**Work order:** Reproduce the portion of the press release on the addiction treatment bills starting with "Read Rep. Tonko’s" and going on through "joining us today.", updating "Madam Chair" to "Chairwoman".

**Text for analysis:**
WASHINGTON, DC—Congressman Paul D. Tonko addressed the top Biden Administration health official today during a Health Subcommittee hearing to push for the advance of two major, bipartisan addiction treatment bills he authored. Tonko called for U.S. Department of Health and Human Services (HHS) Secretary Xavier Becerra to support the Mainstreaming Addiction Treatment (MAT) Act and the Medicaid Reentry Act.
The MAT Act would vastly increase access to life-saving addiction medicine by eliminating a duplicative bureaucratic hurdle—colloquially known as the “x-waiver”—currently blocking millions of highly-trained health professionals from prescribing buprenorphine to their patients. After France took similar action to make buprenorphine available without a specialized waiver, opioid overdose deaths declined by 79 percent over a four-year period.
The Medicaid Reentry Act empowers states to restore access to addiction treatment through Medicaid for incarcerated individuals up to 30 days before their release, responding to alarming data that show individuals released from incarceration are 129 times more likely to die of a drug overdose during the first two weeks after release.
Read Rep. Tonko’s full remarks and questions to Secretary Becerra below:
REMARKS ON MAT ACT
Thank you, Madam Chair. And thank you Secretary Becerra for your leadership and for joining us today.

**Supplied material:**
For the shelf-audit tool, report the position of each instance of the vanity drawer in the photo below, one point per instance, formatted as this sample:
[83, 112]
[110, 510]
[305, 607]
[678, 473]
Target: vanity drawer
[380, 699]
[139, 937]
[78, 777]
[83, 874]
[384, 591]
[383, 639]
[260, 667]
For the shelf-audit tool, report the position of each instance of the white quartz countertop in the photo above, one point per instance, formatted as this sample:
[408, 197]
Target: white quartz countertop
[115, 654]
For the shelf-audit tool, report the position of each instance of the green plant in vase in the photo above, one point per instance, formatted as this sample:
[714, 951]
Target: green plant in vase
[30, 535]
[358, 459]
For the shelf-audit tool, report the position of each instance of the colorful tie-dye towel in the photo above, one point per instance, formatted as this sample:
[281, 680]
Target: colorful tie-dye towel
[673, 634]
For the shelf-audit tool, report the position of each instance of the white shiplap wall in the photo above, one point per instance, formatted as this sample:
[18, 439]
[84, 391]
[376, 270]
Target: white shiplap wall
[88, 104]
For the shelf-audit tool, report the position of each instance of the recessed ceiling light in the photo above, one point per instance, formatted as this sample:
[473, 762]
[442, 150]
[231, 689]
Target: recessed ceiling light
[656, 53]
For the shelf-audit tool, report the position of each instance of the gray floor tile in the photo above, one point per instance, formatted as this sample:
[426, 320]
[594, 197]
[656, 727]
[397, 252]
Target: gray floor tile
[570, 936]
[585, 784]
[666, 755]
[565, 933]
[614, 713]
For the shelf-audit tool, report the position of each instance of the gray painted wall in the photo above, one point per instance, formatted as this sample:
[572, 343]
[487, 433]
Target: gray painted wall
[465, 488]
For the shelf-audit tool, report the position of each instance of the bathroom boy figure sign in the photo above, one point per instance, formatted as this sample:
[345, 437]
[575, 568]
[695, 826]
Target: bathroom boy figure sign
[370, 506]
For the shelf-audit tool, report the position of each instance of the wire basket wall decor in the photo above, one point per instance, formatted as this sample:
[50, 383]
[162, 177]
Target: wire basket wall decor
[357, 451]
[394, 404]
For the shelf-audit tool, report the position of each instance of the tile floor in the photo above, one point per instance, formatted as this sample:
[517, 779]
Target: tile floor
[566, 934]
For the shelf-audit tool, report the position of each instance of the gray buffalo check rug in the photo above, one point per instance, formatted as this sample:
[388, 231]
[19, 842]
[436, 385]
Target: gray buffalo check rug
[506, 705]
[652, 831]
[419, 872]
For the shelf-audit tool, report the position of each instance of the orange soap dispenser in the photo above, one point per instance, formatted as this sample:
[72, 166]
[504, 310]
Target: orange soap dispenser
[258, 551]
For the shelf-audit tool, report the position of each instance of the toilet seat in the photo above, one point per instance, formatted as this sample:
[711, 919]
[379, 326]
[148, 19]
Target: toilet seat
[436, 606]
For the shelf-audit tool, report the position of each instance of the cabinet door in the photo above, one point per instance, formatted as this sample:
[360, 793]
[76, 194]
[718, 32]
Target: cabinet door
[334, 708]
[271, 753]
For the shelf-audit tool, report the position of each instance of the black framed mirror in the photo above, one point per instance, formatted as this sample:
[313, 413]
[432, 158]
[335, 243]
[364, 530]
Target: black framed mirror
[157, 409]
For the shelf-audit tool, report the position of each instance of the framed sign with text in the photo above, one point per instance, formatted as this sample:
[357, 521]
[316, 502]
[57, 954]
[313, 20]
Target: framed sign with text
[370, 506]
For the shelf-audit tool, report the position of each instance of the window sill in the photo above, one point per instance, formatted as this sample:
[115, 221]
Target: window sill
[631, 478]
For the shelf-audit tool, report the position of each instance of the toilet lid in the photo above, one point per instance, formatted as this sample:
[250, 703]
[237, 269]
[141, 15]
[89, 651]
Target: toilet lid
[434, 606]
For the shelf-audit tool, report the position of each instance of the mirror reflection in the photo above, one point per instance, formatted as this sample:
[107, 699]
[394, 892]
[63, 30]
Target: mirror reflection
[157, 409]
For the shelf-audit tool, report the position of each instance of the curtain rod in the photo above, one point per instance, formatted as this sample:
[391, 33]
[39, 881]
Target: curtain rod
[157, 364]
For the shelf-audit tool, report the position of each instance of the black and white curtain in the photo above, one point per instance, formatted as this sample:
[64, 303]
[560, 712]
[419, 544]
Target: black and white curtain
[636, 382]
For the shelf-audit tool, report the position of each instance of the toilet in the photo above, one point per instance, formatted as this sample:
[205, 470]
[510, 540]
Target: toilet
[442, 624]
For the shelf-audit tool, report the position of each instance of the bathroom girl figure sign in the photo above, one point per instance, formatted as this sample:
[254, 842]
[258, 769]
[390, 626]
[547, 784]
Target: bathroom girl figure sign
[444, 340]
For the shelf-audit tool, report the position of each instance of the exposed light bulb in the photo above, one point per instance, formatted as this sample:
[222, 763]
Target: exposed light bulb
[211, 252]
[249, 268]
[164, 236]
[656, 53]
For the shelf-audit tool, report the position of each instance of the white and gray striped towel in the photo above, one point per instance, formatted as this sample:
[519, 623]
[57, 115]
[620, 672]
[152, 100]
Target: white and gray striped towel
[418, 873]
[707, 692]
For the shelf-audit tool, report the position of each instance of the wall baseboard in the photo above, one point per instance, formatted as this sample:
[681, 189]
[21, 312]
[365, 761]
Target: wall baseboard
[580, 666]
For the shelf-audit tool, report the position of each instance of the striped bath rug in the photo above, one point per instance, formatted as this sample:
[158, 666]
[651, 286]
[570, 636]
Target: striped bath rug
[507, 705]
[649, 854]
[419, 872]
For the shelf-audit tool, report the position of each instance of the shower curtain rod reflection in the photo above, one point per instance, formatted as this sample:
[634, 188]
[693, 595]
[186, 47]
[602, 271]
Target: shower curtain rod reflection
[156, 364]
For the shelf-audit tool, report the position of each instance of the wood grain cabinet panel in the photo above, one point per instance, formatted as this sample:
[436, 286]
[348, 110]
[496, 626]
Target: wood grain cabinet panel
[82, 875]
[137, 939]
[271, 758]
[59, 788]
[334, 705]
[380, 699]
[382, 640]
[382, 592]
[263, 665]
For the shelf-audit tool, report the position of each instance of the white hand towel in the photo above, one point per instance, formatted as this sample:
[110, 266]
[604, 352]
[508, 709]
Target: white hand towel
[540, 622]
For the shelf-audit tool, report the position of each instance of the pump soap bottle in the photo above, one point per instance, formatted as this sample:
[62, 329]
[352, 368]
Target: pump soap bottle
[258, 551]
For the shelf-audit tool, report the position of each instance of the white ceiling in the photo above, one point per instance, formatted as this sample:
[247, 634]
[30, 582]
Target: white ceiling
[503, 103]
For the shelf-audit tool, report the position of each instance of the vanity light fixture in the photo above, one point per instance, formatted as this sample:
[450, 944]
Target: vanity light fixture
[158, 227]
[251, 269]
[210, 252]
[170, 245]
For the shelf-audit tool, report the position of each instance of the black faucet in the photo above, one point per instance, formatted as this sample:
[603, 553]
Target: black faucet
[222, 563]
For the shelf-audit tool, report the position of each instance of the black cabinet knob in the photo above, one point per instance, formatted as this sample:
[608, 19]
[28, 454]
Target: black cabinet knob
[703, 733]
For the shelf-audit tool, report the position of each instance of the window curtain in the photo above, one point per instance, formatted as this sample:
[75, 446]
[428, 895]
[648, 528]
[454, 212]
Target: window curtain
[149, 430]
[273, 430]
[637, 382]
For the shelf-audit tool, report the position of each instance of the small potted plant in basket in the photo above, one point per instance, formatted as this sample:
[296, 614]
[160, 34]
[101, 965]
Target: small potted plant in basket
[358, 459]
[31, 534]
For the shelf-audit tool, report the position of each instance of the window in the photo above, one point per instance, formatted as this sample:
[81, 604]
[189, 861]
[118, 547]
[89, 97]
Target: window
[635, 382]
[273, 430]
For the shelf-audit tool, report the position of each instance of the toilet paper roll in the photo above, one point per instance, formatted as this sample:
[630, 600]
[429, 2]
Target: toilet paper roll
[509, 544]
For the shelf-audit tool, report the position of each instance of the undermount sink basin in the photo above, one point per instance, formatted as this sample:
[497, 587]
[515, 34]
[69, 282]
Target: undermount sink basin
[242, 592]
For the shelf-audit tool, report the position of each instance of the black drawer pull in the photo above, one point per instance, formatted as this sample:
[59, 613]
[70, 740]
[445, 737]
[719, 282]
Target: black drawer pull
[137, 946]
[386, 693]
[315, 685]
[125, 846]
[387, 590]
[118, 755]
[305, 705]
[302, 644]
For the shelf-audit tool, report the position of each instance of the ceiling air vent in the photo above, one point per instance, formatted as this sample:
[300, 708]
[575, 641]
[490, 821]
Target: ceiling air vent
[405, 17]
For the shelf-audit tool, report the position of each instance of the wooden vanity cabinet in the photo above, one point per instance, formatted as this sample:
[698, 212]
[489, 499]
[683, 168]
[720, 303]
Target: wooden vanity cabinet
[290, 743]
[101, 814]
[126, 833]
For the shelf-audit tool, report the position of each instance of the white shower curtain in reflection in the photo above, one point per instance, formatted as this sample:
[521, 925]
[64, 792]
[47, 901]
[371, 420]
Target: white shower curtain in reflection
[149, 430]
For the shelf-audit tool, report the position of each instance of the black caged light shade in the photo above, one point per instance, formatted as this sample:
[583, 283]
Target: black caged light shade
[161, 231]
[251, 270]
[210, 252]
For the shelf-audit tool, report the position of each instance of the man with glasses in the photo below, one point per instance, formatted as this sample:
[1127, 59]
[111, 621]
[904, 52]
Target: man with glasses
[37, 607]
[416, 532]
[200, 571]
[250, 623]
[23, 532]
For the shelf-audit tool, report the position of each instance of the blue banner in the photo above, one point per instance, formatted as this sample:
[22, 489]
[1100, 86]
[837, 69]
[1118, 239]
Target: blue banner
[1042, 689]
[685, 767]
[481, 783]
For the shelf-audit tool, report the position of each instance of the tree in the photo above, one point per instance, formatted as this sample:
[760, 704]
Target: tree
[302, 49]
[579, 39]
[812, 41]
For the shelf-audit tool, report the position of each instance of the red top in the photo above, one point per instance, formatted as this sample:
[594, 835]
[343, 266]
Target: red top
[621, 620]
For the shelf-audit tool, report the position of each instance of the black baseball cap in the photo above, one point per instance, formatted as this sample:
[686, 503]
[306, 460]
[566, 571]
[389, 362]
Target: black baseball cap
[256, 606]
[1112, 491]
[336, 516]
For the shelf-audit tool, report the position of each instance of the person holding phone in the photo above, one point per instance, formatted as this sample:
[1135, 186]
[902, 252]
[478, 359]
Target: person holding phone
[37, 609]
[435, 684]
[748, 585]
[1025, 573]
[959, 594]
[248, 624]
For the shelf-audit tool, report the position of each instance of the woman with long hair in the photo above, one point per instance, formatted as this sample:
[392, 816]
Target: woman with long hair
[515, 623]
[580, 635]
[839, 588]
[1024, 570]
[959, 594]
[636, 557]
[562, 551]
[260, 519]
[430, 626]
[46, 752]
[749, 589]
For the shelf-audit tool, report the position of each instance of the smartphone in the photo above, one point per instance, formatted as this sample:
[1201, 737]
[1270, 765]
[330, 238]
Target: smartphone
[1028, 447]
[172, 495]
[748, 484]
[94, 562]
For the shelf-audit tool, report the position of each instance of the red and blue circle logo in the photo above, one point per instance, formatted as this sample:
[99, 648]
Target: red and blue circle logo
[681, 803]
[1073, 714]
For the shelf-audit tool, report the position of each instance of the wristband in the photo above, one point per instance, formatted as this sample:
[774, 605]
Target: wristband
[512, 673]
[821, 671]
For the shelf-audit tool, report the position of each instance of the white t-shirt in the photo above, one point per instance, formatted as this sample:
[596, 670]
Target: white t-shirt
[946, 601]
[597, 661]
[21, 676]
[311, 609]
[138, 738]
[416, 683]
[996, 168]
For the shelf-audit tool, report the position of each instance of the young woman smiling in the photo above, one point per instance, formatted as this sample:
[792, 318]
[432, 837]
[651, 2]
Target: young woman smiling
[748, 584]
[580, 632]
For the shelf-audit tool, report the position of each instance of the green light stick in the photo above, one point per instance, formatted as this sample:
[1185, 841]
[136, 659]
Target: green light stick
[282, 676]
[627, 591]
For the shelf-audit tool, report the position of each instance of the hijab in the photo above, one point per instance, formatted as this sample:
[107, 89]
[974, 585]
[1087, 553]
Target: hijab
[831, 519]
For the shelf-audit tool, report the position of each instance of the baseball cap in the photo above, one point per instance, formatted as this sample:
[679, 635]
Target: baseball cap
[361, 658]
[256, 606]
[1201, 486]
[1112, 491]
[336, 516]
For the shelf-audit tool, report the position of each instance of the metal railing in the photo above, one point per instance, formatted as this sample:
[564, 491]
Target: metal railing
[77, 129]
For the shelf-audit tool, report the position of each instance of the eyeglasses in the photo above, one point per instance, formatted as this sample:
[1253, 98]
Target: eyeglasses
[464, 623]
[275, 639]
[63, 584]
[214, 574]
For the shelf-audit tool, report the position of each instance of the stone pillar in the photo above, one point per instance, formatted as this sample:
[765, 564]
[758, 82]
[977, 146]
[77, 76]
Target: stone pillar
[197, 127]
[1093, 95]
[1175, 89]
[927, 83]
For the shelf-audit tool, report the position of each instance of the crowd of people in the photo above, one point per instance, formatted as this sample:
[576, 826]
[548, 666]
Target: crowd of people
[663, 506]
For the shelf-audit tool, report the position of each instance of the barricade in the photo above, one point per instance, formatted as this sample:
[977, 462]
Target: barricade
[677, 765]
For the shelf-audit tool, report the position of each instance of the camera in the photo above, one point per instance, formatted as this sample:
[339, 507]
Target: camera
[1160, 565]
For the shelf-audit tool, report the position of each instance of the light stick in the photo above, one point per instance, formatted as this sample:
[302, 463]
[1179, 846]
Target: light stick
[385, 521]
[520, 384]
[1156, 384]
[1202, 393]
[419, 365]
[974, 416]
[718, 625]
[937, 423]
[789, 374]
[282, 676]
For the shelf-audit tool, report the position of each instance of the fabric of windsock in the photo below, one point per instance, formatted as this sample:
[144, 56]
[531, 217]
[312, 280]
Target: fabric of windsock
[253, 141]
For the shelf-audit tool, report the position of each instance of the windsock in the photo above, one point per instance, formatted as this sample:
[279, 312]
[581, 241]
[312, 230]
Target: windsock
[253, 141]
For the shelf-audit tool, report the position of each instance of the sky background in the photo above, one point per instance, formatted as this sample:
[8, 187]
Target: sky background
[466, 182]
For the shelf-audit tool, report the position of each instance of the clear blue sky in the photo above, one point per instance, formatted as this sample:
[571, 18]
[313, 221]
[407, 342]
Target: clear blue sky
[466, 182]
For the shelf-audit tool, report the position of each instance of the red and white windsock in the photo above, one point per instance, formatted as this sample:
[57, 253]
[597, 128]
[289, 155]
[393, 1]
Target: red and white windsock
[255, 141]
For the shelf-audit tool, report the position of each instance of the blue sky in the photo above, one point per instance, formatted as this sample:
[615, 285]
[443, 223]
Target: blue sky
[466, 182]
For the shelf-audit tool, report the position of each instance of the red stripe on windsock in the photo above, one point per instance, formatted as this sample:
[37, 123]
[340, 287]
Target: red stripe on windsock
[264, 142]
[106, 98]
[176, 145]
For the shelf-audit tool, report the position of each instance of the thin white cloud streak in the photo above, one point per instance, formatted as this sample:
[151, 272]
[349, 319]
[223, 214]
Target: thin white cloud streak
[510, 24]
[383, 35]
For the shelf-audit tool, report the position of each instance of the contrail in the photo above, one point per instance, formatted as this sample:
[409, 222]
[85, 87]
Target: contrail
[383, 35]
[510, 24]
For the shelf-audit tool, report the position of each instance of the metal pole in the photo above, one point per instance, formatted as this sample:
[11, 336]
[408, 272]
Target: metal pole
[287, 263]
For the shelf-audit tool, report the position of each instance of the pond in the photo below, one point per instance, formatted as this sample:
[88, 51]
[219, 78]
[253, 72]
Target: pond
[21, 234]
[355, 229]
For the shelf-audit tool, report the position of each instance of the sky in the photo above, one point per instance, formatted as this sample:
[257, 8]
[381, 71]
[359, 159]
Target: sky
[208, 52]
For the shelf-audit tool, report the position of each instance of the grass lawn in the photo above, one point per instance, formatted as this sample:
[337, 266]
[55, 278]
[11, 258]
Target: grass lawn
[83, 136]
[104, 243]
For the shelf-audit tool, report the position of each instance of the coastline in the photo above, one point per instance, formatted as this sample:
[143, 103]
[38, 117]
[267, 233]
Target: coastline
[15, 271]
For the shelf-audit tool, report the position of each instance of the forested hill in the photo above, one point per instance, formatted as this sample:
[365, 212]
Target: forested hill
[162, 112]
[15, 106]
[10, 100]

**Answer below:**
Read Rep. Tonko’s full remarks and questions to Secretary Becerra below:
REMARKS ON MAT ACT
Thank you, Chairwoman. And thank you Secretary Becerra for your leadership and for joining us today.